* **DOCUMENTTEKST**:
= = = = =

ECLI:NL:RBZWB:2023:3225

Rechtbank Zeeland-West-Brabant

Datum uitspraak
29 maart 2023
Publicatiedatum
11 mei 2023
Zaaknummer
9204241 CV EXPL 21-1729 (E)
Instantie
Rechtbank Zeeland-West-Brabant
Type
Uitspraak
Procedures
  • Bodemzaak
Rechters
  • M. Tilman-Knoester
Vindplaatsen
  • Rechtspraak.nl
AI samenvatting door LexboostAutomatisch gegenereerd

Geschil over de waarde van verrichte werkzaamheden en materialen tussen twee particulieren

In deze civiele zaak, behandeld door de Rechtbank Zeeland-West-Brabant, gaat het om een geschil tussen twee particulieren over de waarde van door de gedaagde in conventie verrichte werkzaamheden. De eiser in conventie betwist de waarde van deze werkzaamheden, die grotendeels door een derde zijn herhaald. De zaak is voortgekomen uit een eerder tussenvonnis van 24 augustus 2022 en een deskundigenbericht van 23 december 2022. De deskundige heeft de waarde van de werkzaamheden en materialen geraamd op € 4.440,70 inclusief btw, maar de gedaagde in conventie betwist deze schatting en heeft zijn eis gewijzigd.

De kantonrechter heeft de argumenten van beide partijen overwogen. De gedaagde in conventie heeft aangevoerd dat hij geen btw-plichtige ondernemer is en dat de kosten voor de verrichte arbeid lager zijn dan door de deskundige geschat. De eiser in conventie heeft op zijn beurt betoogd dat de door de deskundige begrote kosten voor materialen niet volledig toewijsbaar zijn, omdat de gedaagde niet heeft aangetoond dat hij bepaalde materialen heeft gehuurd.

Na beoordeling van het deskundigenrapport en de argumenten van beide partijen, heeft de kantonrechter geoordeeld dat de door de deskundige gemaakte begroting redelijk is. De kantonrechter heeft de gedaagde in conventie veroordeeld tot betaling van een bedrag van € 8.030,97 aan de eiser in conventie, vermeerderd met wettelijke rente. In reconventie is de overeenkomst van aanneming ontbonden verklaard, en zijn de proceskosten gecompenseerd. Het vonnis is uitvoerbaar bij voorraad verklaard en het meer of anders gevorderde is afgewezen.

= = = = =

* **OPDRACHT A**: Zet het deel van de records dat loopt vanaf het begin van de records tot en met de regel die "column 99, row 78" bevat om in een JSON-lijst van strings, met één string per regel en zonder lege regels.
De documenttekst staat helemaal los van de records.

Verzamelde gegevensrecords
= = = = =

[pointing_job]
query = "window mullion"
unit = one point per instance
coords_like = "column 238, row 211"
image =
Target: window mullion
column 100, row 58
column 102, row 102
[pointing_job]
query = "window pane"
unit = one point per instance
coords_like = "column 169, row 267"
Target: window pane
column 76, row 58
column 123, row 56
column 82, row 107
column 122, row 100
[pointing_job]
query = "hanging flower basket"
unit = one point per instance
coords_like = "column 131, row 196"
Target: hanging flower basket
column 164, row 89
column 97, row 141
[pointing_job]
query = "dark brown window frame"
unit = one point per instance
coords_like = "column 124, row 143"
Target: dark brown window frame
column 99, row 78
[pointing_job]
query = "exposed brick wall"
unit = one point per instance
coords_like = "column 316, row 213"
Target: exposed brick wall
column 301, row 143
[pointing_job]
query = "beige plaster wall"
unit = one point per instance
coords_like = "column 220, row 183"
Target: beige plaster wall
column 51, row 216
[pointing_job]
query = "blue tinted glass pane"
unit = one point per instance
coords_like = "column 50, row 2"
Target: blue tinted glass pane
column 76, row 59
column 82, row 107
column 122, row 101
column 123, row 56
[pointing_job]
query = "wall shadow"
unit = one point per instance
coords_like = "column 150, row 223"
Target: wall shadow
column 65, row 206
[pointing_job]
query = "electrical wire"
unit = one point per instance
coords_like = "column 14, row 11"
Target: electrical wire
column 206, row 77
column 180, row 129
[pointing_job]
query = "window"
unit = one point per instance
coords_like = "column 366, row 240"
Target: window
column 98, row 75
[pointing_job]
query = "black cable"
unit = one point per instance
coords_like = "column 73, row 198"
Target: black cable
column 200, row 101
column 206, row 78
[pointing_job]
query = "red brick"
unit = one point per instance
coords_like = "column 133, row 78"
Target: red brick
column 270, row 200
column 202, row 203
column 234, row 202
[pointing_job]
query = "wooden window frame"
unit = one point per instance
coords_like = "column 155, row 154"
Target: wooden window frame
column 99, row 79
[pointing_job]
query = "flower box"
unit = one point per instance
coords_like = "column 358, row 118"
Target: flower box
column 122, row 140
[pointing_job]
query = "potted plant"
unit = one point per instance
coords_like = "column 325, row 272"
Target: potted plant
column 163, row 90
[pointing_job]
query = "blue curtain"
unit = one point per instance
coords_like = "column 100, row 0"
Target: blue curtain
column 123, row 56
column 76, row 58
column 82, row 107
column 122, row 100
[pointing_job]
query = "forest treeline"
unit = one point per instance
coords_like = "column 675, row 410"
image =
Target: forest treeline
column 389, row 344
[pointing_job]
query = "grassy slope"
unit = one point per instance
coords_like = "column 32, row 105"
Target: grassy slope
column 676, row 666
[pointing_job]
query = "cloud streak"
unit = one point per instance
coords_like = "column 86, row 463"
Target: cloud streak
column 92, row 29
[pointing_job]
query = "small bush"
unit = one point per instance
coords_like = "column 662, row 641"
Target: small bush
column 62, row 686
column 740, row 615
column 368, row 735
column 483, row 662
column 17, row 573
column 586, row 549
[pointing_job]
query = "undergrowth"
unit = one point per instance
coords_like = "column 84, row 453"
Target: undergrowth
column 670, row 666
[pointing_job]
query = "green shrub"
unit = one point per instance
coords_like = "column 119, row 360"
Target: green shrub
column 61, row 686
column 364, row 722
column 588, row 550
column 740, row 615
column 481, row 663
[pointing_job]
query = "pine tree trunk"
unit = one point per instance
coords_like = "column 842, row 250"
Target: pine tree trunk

= = = = =

* **OPDRACHT B**: Geef uit de documenttekst letterlijk het stuk weer dat begint met de woorden "Na beoordeling van" en eindigt met "gevorderde is afgewezen.".

* **VOLLEDIGE UITVOER A**:
[
  "[pointing_job]",
  "query = \"window mullion\"",
  "unit = one point per instance",
  "coords_like = \"column 238, row 211\"",
  "image =",
  "Target: window mullion",
  "column 100, row 58",
  "column 102, row 102",
  "[pointing_job]",
  "query = \"window pane\"",
  "unit = one point per instance",
  "coords_like = \"column 169, row 267\"",
  "Target: window pane",
  "column 76, row 58",
  "column 123, row 56",
  "column 82, row 107",
  "column 122, row 100",
  "[pointing_job]",
  "query = \"hanging flower basket\"",
  "unit = one point per instance",
  "coords_like = \"column 131, row 196\"",
  "Target: hanging flower basket",
  "column 164, row 89",
  "column 97, row 141",
  "[pointing_job]",
  "query = \"dark brown window frame\"",
  "unit = one point per instance",
  "coords_like = \"column 124, row 143\"",
  "Target: dark brown window frame",
  "column 99, row 78"
]

* **VOLLEDIGE UITVOER B**:
Na beoordeling van het deskundigenrapport en de argumenten van beide partijen, heeft de kantonrechter geoordeeld dat de door de deskundige gemaakte begroting redelijk is. De kantonrechter heeft de gedaagde in conventie veroordeeld tot betaling van een bedrag van € 8.030,97 aan de eiser in conventie, vermeerderd met wettelijke rente. In reconventie is de overeenkomst van aanneming ontbonden verklaard, en zijn de proceskosten gecompenseerd. Het vonnis is uitvoerbaar bij voorraad verklaard en het meer of anders gevorderde is afgewezen.